Only the lines from the one containing "For every instance of the black" to the end of the records belong in the output; print them exactly.

RECORDED INFORMATION
^^^^^^^^^^^^^^^^
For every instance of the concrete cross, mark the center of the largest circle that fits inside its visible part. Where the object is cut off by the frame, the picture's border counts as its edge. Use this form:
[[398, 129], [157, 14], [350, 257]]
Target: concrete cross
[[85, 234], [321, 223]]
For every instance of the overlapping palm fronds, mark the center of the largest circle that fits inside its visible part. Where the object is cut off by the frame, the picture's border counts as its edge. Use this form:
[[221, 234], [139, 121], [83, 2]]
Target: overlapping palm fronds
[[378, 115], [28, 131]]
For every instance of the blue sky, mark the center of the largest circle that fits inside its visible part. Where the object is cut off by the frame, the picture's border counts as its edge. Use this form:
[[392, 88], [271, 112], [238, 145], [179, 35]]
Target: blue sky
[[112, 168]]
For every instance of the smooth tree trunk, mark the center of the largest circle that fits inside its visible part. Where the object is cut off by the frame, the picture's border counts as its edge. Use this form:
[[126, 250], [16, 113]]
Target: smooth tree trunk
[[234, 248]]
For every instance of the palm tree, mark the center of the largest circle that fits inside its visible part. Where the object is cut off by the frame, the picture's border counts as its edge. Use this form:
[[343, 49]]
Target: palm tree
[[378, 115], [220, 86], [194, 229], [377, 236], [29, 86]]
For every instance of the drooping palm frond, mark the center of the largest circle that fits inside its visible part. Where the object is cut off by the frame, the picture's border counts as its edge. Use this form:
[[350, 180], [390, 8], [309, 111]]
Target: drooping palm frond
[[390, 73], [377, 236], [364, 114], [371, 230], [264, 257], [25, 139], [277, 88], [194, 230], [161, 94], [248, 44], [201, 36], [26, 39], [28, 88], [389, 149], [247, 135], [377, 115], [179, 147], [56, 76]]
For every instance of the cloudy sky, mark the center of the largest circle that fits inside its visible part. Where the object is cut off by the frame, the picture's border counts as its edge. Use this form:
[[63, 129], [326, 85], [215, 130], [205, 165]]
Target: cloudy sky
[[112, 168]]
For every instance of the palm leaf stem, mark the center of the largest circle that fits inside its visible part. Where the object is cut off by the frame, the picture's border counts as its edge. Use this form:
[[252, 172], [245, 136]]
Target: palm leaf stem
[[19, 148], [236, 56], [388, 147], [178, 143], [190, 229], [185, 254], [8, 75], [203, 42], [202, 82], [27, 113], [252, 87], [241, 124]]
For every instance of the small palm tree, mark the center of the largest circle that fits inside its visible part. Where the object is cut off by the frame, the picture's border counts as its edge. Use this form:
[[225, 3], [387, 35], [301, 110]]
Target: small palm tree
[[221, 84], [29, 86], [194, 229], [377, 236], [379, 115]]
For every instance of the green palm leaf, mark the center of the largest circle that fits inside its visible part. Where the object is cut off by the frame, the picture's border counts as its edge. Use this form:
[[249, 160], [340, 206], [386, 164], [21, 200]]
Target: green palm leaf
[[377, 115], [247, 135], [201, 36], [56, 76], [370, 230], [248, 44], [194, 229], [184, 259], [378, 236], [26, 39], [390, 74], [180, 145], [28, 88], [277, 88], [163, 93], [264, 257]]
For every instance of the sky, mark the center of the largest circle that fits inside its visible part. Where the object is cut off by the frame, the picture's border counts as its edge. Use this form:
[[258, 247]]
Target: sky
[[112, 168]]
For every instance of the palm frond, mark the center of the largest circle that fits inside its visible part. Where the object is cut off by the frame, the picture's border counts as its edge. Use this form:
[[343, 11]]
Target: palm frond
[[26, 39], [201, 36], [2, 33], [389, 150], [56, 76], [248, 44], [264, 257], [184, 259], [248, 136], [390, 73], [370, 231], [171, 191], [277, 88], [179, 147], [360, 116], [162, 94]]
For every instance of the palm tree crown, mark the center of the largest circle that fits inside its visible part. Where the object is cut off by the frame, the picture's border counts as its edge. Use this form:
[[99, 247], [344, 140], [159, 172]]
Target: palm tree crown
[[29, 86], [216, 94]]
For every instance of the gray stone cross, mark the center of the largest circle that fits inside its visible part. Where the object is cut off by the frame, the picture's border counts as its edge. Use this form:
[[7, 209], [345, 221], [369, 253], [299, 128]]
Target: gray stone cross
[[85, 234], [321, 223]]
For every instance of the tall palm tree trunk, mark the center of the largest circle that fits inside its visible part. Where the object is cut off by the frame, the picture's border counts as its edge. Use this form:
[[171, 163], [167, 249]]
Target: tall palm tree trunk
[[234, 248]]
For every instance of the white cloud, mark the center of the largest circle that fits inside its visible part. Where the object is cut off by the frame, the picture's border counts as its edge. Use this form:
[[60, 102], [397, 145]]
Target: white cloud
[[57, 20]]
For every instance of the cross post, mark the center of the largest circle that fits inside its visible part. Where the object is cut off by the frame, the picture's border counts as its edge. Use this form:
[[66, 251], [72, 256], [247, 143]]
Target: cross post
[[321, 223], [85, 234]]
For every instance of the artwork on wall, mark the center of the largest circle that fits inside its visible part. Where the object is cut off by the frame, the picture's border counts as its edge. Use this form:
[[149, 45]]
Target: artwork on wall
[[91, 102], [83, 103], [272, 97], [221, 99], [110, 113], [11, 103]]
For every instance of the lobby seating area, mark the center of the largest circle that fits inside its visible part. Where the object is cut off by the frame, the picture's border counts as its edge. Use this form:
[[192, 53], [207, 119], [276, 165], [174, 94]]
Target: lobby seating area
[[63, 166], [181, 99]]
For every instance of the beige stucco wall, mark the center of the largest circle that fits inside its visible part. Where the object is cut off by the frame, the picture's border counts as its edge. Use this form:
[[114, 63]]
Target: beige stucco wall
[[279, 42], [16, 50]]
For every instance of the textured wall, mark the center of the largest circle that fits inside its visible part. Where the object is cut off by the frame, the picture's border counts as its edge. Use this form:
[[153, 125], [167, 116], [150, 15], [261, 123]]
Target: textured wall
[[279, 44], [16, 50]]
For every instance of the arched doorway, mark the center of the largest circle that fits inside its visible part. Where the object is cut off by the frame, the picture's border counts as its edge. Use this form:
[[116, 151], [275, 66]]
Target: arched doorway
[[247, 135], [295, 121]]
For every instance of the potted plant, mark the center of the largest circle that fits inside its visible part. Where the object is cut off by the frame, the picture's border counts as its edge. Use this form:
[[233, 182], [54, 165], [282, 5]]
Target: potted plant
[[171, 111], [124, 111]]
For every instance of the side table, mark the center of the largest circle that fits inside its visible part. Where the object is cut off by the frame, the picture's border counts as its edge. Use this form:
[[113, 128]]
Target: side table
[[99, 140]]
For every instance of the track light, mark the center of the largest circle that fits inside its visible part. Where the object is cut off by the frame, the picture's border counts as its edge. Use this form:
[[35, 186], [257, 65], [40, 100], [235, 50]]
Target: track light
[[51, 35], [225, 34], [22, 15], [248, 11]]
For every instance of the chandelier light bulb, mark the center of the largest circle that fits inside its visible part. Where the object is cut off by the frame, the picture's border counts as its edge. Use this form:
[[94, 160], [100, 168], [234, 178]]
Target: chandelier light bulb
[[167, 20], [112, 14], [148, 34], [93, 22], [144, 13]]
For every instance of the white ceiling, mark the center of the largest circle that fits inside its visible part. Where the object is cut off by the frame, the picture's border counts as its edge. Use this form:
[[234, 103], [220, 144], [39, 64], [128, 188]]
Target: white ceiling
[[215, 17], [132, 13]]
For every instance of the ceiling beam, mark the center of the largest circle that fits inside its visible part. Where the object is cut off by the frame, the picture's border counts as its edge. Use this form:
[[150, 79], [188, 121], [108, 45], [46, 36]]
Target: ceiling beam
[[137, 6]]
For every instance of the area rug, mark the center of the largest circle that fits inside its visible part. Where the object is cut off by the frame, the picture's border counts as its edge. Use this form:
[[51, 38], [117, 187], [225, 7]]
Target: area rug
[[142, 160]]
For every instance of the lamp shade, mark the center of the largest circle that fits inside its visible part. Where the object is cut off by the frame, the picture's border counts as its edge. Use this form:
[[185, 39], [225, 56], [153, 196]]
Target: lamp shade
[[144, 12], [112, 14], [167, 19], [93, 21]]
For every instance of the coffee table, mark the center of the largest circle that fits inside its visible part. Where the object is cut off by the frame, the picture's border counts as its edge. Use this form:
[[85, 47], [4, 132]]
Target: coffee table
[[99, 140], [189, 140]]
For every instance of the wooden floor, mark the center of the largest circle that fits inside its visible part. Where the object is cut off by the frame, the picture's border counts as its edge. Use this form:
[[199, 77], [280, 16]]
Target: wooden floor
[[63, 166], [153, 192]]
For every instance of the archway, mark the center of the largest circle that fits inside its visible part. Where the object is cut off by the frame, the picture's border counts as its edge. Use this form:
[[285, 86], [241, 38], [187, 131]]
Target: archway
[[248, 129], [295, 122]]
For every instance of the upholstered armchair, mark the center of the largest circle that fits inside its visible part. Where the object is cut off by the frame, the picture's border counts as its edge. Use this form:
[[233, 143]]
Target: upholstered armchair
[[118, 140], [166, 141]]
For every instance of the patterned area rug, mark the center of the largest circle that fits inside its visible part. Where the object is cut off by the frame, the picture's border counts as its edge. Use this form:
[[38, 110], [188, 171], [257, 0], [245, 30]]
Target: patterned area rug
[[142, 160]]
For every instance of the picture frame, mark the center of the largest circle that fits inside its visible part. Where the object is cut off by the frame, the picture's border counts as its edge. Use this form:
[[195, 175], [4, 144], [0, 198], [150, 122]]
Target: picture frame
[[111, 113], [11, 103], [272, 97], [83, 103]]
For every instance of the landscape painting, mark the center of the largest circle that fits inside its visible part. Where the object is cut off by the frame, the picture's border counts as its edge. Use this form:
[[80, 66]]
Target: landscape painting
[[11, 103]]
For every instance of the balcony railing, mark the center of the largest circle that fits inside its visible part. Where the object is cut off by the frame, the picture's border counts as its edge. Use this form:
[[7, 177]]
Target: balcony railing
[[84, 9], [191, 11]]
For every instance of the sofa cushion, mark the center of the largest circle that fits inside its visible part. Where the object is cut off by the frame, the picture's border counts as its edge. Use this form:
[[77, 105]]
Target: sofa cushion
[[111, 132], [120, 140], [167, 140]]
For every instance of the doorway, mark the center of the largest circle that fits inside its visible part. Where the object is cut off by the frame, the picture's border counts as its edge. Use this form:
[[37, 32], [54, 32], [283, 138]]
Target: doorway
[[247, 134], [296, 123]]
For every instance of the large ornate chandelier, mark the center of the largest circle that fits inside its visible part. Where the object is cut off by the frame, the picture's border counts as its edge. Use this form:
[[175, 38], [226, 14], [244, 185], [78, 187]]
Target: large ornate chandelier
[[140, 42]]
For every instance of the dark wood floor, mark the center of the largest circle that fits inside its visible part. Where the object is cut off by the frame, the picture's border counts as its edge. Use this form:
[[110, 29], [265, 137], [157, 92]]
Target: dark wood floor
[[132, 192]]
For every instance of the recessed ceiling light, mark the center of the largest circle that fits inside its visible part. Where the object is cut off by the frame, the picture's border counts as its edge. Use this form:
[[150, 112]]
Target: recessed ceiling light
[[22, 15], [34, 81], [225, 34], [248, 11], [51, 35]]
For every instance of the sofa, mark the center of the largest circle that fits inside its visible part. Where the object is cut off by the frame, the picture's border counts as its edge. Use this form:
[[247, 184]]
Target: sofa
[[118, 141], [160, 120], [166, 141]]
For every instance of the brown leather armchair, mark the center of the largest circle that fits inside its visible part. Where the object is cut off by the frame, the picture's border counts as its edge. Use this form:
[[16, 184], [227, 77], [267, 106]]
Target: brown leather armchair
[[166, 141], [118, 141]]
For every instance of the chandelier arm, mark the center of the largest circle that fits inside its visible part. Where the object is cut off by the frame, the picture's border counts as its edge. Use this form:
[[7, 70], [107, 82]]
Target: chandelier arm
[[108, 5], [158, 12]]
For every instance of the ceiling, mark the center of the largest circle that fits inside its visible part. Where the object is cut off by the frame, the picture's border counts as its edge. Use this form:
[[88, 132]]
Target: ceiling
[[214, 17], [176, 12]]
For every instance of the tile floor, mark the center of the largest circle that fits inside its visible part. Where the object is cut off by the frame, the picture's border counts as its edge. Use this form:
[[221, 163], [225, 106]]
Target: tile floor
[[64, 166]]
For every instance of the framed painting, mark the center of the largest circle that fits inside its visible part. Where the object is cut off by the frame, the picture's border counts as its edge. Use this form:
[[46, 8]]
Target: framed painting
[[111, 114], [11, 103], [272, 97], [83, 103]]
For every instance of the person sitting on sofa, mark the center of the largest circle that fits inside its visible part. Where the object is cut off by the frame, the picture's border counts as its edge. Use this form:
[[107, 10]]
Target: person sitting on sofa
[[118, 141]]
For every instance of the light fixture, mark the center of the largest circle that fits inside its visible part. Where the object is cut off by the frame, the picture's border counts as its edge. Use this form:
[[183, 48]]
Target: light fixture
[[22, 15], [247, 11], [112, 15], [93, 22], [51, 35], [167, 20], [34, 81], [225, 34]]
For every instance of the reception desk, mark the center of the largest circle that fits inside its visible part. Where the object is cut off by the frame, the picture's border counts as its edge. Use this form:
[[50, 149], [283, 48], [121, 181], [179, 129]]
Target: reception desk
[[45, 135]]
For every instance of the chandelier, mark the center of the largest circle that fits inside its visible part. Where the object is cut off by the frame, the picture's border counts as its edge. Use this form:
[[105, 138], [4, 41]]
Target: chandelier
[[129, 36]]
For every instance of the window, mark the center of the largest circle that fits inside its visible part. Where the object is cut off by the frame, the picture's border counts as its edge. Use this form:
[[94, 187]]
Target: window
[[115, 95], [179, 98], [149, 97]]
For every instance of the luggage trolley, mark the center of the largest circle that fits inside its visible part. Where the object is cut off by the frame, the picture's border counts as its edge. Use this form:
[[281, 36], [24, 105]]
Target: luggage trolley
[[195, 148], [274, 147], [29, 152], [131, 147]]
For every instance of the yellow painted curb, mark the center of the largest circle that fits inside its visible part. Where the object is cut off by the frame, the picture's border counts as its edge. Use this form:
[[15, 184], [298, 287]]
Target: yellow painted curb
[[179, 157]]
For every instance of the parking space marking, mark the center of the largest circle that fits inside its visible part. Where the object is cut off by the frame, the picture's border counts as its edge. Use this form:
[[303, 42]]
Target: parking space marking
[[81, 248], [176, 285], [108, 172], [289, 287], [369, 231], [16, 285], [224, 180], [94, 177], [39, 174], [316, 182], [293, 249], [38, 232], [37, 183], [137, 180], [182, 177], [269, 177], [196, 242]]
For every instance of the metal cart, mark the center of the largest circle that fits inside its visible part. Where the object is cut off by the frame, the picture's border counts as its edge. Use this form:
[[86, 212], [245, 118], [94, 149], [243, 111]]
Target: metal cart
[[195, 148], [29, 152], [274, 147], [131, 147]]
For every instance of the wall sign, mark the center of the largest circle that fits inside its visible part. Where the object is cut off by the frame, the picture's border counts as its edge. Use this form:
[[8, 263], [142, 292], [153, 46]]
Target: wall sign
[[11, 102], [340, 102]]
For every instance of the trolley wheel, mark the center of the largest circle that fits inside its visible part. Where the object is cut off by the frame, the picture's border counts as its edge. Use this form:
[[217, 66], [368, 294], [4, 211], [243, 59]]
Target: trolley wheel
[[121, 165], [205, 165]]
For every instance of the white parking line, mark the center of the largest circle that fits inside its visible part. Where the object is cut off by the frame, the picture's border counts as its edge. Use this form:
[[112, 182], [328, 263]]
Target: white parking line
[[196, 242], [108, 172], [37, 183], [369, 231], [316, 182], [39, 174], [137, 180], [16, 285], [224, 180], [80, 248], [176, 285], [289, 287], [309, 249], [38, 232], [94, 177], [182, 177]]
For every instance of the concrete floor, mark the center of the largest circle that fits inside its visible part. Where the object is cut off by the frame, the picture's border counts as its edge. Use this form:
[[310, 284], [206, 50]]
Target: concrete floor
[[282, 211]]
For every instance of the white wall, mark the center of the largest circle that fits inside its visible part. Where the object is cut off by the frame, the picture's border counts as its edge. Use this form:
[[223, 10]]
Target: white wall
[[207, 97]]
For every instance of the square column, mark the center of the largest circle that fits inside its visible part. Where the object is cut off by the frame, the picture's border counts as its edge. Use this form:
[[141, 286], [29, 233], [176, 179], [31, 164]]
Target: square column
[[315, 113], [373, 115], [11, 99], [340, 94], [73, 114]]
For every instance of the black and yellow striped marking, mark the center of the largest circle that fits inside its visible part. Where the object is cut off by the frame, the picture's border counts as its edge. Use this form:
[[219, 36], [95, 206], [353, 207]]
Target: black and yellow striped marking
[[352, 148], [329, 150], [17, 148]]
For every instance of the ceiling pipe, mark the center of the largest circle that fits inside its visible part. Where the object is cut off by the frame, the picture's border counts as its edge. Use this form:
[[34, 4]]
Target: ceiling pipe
^^^^^^^^^^^^^^^^
EXERCISE OUTPUT
For every instance of the black and yellow striped marking, mark the center of the largest circle that fits inside its visible part. Where the object is cut off by the frame, the picture's border counts as its edge. Use this form:
[[219, 36], [95, 206], [353, 207]]
Target: black and yellow striped marking
[[352, 148], [329, 150], [17, 148]]
For every instance of the ceiling pipe, mark the center of the largest circle that fits inside its visible part. Where the object is cut off by the frame, the picture's border counts as its edge. Use this form:
[[34, 4]]
Target: ceiling pipe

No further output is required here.